**Task objective**
Rewrite the entries from the start through the line containing "M67 90L50 89L45", putting "distinct pieces" in place of "separate parts" and leaving everything else unchanged. Leave the pictures out.

----------------------------------------

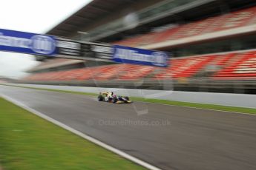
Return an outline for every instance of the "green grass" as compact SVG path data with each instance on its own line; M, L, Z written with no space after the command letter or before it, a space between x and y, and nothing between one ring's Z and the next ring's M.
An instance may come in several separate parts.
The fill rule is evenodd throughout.
M145 169L0 98L4 170Z
M67 90L50 89L45 89L45 88L35 88L35 87L27 87L27 86L25 87L25 86L16 86L16 85L10 85L10 86L34 89L47 90L47 91L51 91L51 92L76 94L76 95L92 95L92 96L97 95L97 94L89 93L89 92L79 92L67 91ZM245 107L234 107L234 106L227 106L215 105L215 104L195 103L189 103L189 102L174 101L153 99L153 98L148 99L148 98L136 98L136 97L131 97L131 99L133 100L134 101L142 101L142 102L148 102L148 103L162 103L162 104L168 104L168 105L172 105L172 106L189 106L189 107L194 107L194 108L199 108L199 109L207 109L235 112L256 115L256 109L245 108Z

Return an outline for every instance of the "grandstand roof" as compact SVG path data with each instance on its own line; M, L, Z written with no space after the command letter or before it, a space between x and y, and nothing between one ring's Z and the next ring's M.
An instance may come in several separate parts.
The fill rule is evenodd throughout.
M54 60L47 60L45 62L39 64L38 66L33 67L27 70L27 72L33 72L37 70L54 68L61 66L66 66L73 64L83 63L85 61L82 60L71 60L65 58L55 58Z
M93 0L70 17L52 28L47 33L67 36L86 24L95 21L99 17L108 15L120 7L125 7L141 0Z

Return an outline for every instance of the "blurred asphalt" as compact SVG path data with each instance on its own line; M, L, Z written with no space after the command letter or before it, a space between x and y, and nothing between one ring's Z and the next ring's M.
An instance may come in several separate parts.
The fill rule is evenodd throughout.
M163 169L256 169L256 115L5 86L0 94Z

----------------------------------------

**Answer to this problem**
Return an outline for every instance of the "green grass" as compact SVG path data with each instance on its own line; M, L, Z written with no space after the command letter or before it, a space between x and y, and nothing between one ring's Z and the next ring's M.
An instance may come in several distinct pieces.
The fill rule is evenodd throughout.
M145 169L0 98L4 170Z
M67 90L50 89L45 89L45 88L35 88L35 87L27 87L27 86L25 87L25 86L16 86L16 85L10 85L10 86L34 89L47 90L47 91L51 91L51 92L76 94L76 95L92 95L92 96L97 95L97 94L89 93L89 92L79 92L67 91ZM245 107L234 107L234 106L227 106L215 105L215 104L195 103L189 103L189 102L174 101L153 99L153 98L148 99L148 98L136 98L136 97L131 97L131 99L133 100L134 101L142 101L142 102L148 102L148 103L162 103L162 104L168 104L168 105L172 105L172 106L189 106L189 107L194 107L194 108L199 108L199 109L207 109L235 112L256 115L256 109L245 108Z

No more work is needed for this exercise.